É a presença e domínio em mares e terras do Oriente que de imediato são o tópico narrativo de uma História que se escreve em Quinhentos. Esta subscreve dois registos primordiais, o de uma Historiografia reinícola e a de uma sobre o Império. A primeira regista a história de um reinado, obedecendo a um programa de legitimação e de uma sucessão dinástica, a de Avis. A segunda visa a descrição de um império, o português, que se vai reconfigurando, plástica e organicamente, consoante as circunstâncias.[3] Como António Manuel Hespanha sintetizou, tomando a matriz conceptual de Luís Filipe Thomaz, o império português é como uma rede heterogénea político-administrativa, que apresenta contornos fluídos, naquela que é a gradação que se vai constituindo entre os espaços politica e formalmente submissos e as influências que se constroem noutras áreas.

·····

# Enunciado
No texto fornecido, a que dinastia pertence a sucessão que a historiografia reinícola procura legitimar? Os registos não são necessários.

# Registos
·····

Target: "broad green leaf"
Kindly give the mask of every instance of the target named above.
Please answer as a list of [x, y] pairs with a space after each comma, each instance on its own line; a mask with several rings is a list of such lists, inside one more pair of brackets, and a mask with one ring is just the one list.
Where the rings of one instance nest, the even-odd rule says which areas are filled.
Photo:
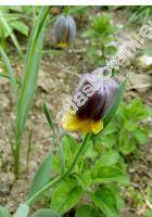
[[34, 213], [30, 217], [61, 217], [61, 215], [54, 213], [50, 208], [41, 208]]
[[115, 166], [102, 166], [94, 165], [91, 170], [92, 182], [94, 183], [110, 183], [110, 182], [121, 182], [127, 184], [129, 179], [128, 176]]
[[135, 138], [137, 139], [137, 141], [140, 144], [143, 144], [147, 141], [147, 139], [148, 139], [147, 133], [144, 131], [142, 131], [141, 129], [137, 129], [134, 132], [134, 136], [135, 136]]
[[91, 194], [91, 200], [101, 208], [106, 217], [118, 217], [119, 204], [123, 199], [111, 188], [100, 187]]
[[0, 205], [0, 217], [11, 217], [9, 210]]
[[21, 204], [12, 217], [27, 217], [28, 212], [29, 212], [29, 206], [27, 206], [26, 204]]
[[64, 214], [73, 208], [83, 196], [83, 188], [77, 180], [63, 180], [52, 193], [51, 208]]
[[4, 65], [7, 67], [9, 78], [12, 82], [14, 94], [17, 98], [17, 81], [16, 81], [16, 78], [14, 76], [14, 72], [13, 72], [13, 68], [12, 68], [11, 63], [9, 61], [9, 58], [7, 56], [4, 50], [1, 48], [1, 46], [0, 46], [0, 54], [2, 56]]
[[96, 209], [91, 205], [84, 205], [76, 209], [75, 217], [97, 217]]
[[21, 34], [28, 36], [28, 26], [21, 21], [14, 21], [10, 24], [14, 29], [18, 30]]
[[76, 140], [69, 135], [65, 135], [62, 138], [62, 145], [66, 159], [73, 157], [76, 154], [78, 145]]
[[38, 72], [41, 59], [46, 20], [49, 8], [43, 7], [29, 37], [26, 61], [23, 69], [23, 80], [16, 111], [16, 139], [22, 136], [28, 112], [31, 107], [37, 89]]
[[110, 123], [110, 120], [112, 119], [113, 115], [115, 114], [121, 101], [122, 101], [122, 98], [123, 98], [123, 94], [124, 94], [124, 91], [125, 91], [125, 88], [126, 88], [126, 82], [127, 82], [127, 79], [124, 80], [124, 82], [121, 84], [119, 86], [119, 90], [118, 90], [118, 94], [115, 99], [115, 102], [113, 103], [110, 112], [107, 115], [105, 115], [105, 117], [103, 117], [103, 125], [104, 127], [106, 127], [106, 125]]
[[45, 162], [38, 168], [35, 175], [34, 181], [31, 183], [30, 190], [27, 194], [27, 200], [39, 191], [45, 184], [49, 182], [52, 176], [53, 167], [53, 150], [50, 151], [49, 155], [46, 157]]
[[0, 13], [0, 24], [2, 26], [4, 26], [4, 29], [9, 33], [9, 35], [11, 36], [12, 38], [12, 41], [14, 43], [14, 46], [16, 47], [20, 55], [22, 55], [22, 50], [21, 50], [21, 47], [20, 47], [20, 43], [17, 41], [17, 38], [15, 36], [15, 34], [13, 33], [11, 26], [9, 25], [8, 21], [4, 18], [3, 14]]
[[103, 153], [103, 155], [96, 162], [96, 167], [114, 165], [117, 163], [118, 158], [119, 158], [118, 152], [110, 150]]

·····

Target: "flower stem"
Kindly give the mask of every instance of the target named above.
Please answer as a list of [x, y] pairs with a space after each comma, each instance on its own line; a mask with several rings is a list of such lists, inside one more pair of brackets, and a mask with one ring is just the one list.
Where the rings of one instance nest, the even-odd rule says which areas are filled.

·····

# Resposta
À dinastia de Avis.